* [本文抜粋]
_____
「ことばの道草」(岩波書店辞典編集部編)

やはり言葉は面白い。いや、日本語が面白い。

「ことばの道草」(岩波書店辞典編集部編)
 岩波新書

語源をたずねると、
「ことば」が身近になる。
語義の変化を知ると、
「ことば」の豊かさを実感する。
これは、
「広辞苑」改訂に携わるなかで、
日々感じてきたことです。
わたしたちは、この思いを
読者と共有したいと思い、
先人たちの…。

岩波新書に挟まれている「栞」には、
ことばの語源や用例が
さりげなく記されています。
岩波新書を読み、
しおりに目をやるたびに、
自分の言葉が
少しだけ豊かになったような
気がしていました。
本書「ことばの道草」は、
それらを一冊にまとめたものであり、
これなら言葉の世界がさらに
大きく広がるはずです。
そして、本書を読むことにより、
言葉を知る喜びを
感じることができるはずです。
_____
* [物体ポインティング用データセットの行]
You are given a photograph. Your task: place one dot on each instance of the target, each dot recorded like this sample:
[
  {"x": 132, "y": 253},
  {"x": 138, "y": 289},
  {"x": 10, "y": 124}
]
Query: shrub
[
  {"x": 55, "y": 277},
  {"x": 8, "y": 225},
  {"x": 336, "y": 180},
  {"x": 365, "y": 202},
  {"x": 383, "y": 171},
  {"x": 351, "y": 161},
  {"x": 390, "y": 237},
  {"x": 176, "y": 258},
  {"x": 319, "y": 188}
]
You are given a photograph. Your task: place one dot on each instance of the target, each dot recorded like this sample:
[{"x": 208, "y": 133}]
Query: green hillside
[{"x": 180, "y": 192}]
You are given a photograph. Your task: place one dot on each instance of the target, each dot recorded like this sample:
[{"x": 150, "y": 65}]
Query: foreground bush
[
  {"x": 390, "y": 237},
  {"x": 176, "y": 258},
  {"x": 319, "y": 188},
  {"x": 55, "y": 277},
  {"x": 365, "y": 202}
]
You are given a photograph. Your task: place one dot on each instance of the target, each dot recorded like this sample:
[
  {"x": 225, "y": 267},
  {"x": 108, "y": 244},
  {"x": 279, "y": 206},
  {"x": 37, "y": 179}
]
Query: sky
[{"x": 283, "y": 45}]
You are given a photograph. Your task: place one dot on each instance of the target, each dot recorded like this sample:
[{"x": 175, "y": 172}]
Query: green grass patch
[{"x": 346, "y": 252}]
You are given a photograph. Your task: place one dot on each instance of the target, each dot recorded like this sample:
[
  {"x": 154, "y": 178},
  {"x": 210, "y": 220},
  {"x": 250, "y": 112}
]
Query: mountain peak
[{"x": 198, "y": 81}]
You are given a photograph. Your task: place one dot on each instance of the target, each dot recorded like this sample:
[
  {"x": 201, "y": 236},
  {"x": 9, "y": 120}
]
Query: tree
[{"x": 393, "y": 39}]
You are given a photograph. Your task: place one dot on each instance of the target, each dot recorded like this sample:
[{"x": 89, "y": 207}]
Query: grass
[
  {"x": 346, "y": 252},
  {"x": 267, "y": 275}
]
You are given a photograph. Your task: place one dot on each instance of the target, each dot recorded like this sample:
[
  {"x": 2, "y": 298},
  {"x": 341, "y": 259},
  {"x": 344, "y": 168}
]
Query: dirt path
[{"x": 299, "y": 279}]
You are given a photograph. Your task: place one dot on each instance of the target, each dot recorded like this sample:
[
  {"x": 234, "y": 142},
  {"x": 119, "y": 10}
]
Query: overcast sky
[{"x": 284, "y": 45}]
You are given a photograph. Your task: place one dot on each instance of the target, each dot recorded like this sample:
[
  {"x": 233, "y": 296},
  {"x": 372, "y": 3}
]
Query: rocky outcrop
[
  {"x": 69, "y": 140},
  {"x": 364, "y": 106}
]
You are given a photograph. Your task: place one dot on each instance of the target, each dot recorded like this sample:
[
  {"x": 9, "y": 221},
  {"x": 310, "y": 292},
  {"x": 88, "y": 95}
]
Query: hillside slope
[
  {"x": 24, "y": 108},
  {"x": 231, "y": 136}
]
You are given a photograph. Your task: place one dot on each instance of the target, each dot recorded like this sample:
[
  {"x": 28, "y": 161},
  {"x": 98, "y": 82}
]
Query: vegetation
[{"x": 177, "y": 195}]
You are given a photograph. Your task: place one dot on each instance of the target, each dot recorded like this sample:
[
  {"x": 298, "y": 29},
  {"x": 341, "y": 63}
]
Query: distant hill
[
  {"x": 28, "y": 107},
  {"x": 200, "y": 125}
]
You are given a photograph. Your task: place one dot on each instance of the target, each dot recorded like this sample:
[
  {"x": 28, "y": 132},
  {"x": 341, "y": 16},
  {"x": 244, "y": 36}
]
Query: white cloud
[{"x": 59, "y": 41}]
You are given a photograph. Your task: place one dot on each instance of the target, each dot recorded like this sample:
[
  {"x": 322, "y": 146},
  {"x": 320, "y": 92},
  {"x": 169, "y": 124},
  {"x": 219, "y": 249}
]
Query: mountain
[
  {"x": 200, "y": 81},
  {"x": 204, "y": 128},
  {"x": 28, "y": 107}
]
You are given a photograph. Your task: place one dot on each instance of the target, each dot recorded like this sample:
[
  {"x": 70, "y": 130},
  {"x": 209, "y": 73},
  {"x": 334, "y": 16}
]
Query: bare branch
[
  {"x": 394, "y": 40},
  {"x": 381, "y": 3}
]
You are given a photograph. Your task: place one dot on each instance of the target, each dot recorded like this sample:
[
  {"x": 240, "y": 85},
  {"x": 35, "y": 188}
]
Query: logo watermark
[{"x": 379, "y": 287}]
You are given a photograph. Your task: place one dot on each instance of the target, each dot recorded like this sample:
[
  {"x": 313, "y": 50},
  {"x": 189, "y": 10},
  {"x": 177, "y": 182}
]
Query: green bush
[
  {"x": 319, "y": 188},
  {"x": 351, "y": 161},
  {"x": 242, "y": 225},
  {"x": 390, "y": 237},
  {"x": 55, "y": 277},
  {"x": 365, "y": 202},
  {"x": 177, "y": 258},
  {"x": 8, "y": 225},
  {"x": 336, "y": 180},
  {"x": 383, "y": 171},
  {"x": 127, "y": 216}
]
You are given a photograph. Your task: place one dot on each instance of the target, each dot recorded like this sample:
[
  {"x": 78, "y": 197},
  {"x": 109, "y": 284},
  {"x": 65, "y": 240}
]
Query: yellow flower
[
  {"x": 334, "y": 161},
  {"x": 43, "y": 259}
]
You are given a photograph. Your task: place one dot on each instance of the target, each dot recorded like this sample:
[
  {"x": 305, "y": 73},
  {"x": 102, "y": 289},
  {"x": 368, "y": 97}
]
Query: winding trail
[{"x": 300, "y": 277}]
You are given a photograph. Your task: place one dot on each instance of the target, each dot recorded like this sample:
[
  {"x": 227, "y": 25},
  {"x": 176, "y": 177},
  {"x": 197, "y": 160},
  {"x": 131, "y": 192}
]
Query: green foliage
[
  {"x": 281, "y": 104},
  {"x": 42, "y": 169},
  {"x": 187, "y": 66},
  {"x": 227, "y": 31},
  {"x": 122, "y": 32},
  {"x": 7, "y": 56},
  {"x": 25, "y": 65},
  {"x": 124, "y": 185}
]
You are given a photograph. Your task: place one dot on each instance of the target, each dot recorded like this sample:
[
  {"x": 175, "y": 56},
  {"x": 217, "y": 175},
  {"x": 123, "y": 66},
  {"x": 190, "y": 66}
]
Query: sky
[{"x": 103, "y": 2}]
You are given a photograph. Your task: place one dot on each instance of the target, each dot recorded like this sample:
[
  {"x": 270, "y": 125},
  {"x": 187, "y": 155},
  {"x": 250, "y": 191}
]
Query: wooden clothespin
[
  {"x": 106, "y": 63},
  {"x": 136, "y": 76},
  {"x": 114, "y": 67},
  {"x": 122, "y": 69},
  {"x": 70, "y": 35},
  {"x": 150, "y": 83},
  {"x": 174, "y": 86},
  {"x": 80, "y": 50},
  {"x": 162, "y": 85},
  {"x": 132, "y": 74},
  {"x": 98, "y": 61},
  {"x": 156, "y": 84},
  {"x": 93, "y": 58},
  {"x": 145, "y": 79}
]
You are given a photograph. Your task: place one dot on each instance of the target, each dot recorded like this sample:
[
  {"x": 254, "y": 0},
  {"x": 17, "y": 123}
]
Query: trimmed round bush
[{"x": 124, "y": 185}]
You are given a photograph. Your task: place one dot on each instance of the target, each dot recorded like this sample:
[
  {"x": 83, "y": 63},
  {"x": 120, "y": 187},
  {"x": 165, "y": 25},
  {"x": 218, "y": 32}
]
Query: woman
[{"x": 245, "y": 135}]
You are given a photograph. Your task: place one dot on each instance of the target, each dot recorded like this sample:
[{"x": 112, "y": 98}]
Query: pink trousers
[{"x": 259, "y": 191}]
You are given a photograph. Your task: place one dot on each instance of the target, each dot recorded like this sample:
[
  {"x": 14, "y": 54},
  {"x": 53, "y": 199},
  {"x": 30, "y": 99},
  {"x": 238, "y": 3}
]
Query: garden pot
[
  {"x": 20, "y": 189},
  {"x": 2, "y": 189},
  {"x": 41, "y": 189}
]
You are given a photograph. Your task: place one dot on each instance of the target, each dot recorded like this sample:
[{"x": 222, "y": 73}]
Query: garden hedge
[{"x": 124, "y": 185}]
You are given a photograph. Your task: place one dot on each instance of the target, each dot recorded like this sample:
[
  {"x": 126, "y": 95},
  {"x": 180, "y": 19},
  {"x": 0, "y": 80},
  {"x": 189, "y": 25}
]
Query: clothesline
_____
* [課題]
1. 「ことばの道草」の紹介文について、次の問いに答えてください。
(a) この本の編者はどこですか。
(b) 編者は、どの辞典の改訂に携わるなかで日々感じてきたと述べていますか。
(c) 岩波新書に挟まれている「栞」には何が記されていますか。
2. 「ことばの道草」の紹介文の最後の一文の後から、同じ調子で続きを書いてください。
資料はここでの作業に関係しません。

* [解答]
1.
(a) 岩波書店辞典編集部
(b) 「広辞苑」
(c) ことばの語源や用例

2.
〔本書の構成〕
はじめに
Ⅰ もとをただせば漢籍・仏典
Ⅱ 植物と動物の名前
Ⅲ 生活の感覚 時代の雰囲気
Ⅳ 江戸の遊びの風景
Ⅴ カタカナ語往来
Ⅵ 新語登場

本書の味わいどころ①
言葉を新しく知る喜び

まず何よりも今まで知らなかった言葉、
意味のよく分からなかった言葉、
わからないままに無視してきた言葉を、
正しく知る喜びを
感じることができます。
「顰みに倣う」「赤縄」「鶏鳴狗盗」
「鰥寡孤独」などは、
文学作品のどこかに
登場していたかもしれないのですが、
おそらくはスルーしていた
可能性があります。
意味のわからない語があっても、
前後のつながりがわかれば
問題ないため、
気にしないことが多いのです。
こうして言葉を新しく知ることにより、
文学作品の一文一文を
より深く味わうことができるはずです。
この、言葉を新しく知る喜びこそ、
本書の第一の
味わいどころとなるのです。
じっくりと味わいましょう。

本書の味わいどころ②
言葉の成り立ちを知る喜び

そして、その言葉が
どのようにして生まれたのか。
それを正しく知る喜びを
感じることができます。
背中を掻くための「孫の手」。
おじいちゃんが小さな孫から
背中を掻いてもらう情景が
目に浮かんでしまうのですが、
「孫」が単なる当て字だったとは!
「本来は「麻姑」という
 中国伝説の仙女の名。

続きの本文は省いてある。